É melhor lembrar ou há situações em que o esquecimento pode ser conveniente e salutar? Qual o papel que a memória desempenha para a coletividade? E para a individualidade? Essas e outras questões são enfrentadas a contento na obra de uma forma que somente a boa literatura pode proporcionar. O êxito de Kazuo Ishiguro é múltiplo, pois consegue estabelecer uma excelente narrativa enquanto também dialoga refletindo com essas e outras importantes questões para o indivíduo e(m) sua coletividade. Um romance que faz com que o tema seja refletido a contento. Como bem aponta Eduardo Veronese ao analisar a obra, “talvez sejam poucas as oportunidades de interpretar e reinterpretar um fenômeno dotado de grande relevância jurídica a partir da leitura de somente uma obra. E a leitura de O Gigante Enterrado possibilita tal experiência, sobre a temática do esquecimento de maneira inigualável” (VERONESE, 2018, p. 96).
Se a literatura está mais do que apta para tratar das lembranças e do esquecimento, questiona-se o Direito nesse mesmo sentido: estaria o jurídico preparado para tratar adequadamente das questões que dizem respeito ao passado? O debate que hoje é feito sobre o direito ao esquecimento é responsável e leva em conta todos os fatores presentes nessa articulação entre as lembranças dignas e as (assim ditas) descartáveis? Até que ponto alguma forma de esquecimento é salutar e quando a proposta passa a ser problemática? São questões que merecem ser abordadas e trabalhadas não com frivolidade, mas com a importância que merece o tema.

* [Material fornecido]:
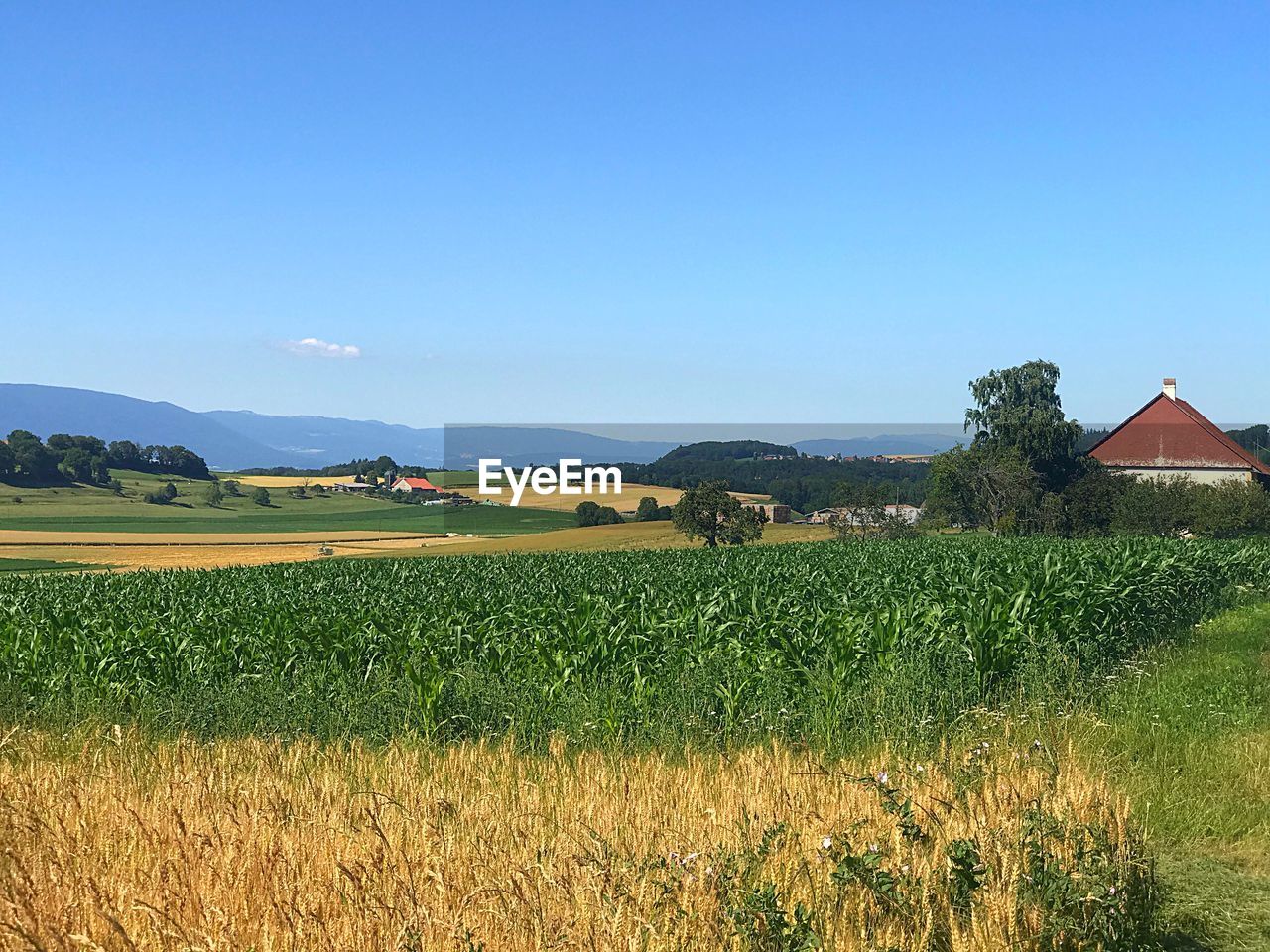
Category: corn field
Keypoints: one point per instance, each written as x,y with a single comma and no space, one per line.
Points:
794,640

--

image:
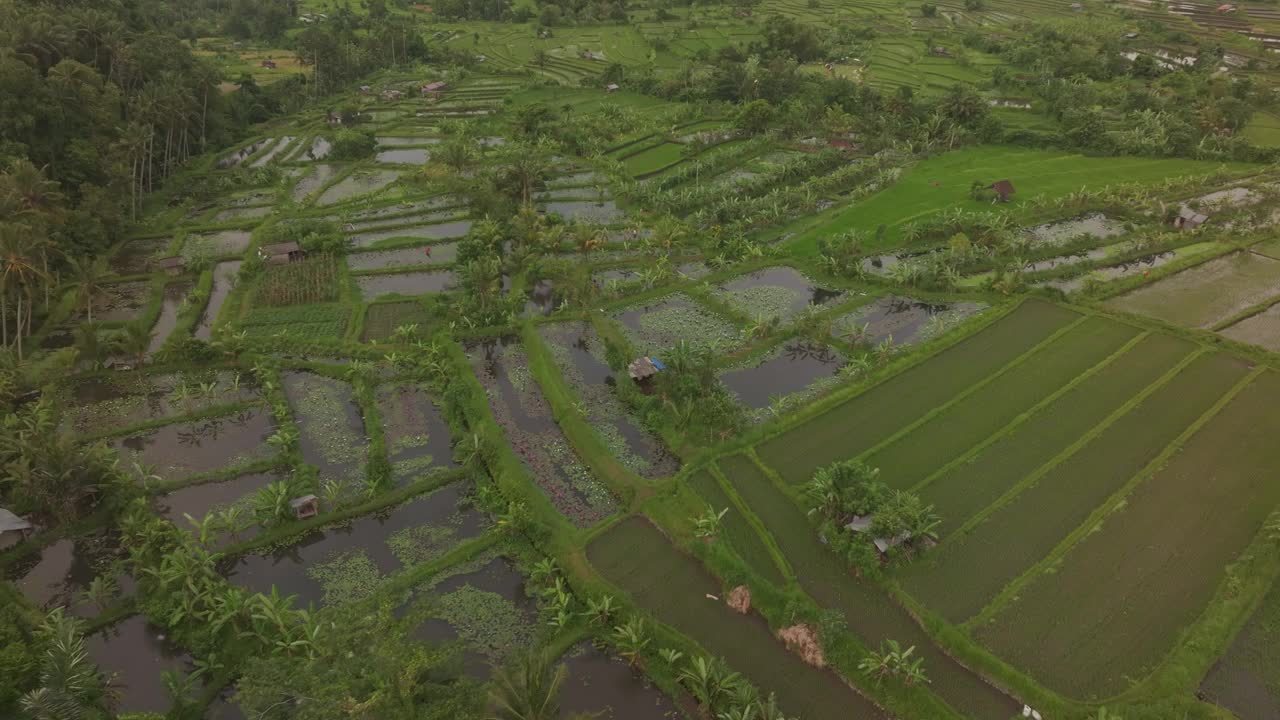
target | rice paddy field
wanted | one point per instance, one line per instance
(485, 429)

---

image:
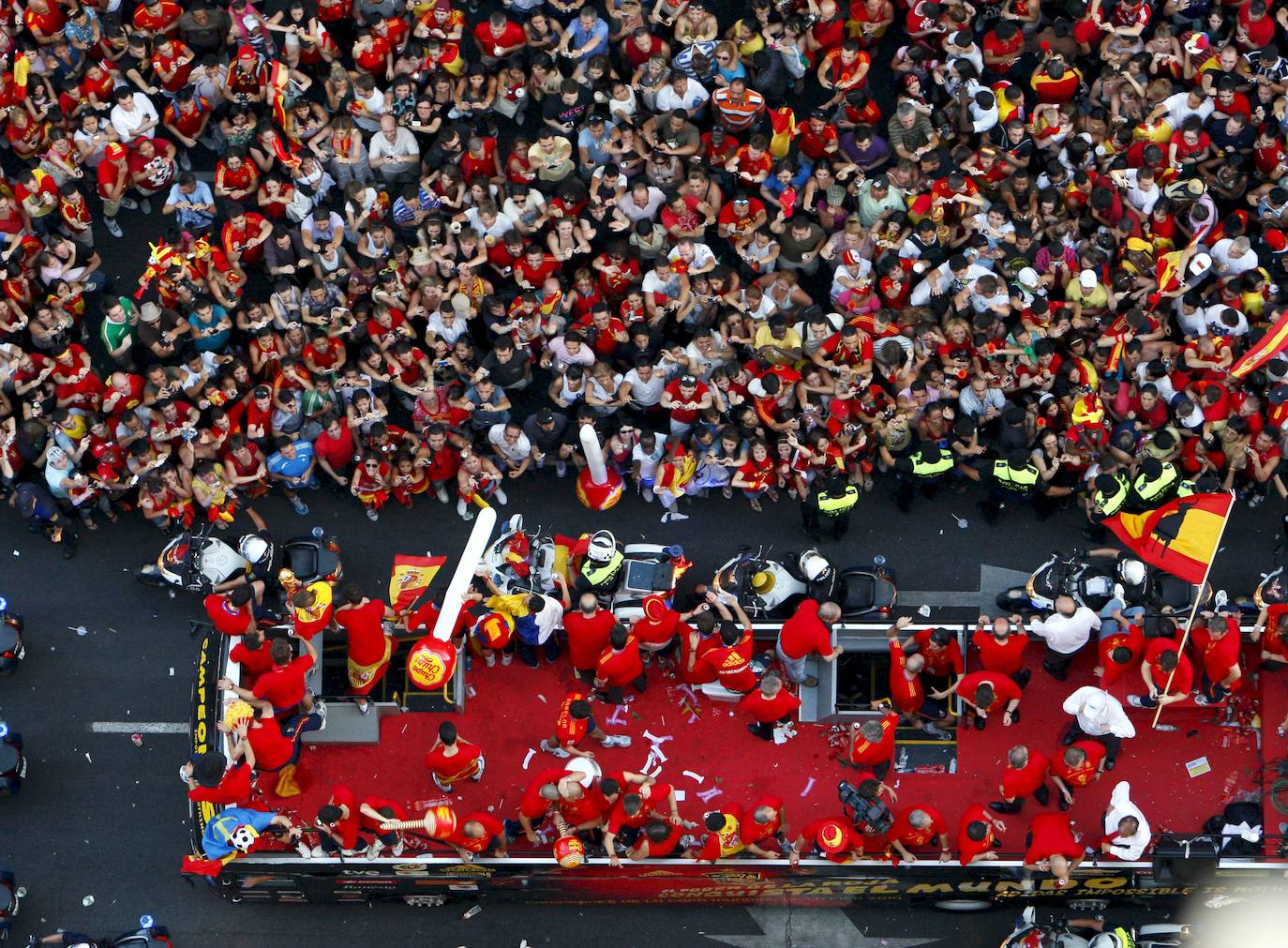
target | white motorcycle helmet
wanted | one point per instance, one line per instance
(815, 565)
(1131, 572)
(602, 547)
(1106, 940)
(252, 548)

* [Objetivo do exercício]: Prossiga o texto sobre memória, esquecimento e Direito a partir de sua última frase. As linhas não têm qualquer relação com esta atividade.

* [Área de resposta]:
Talvez os grandes casos midiáticos constituam um bom ponto de partida para se estabelecer o diálogo sobre a questão. Seja como for, o que jamais se pode cogitar é uma negação do ocorrido ante a sua condenação ao esquecimento, sob pena de o Ministério da Verdade, da grande obra “1984”, de George Orwell, surgir como uma boa ideia enquanto proposta.
Exige-se responsabilidade em lidar com o passado, pois jamais se pode apagá-lo, uma vez que ínsito das lembranças, das recordações, da memória – individual e coletiva. É certo que “somos construídos como máquinas de genes e educados como máquinas de memes, mas temos o poder de nos revoltar contra os nossos criadores” (DAWKINS, 2007, p. 343). É daí que se diz do relevo da discussão sobre o tema. Por um lado, o problema do esquecimento, tal como visto na película “Brilho Eterno de uma Mente sem Lembranças”. Por outro, o problema da chaga que pode surgir como consequência de não tratar e compreender a memória enquanto tal. Eis o desafio travado ao se falar no tal direito ao esquecimento.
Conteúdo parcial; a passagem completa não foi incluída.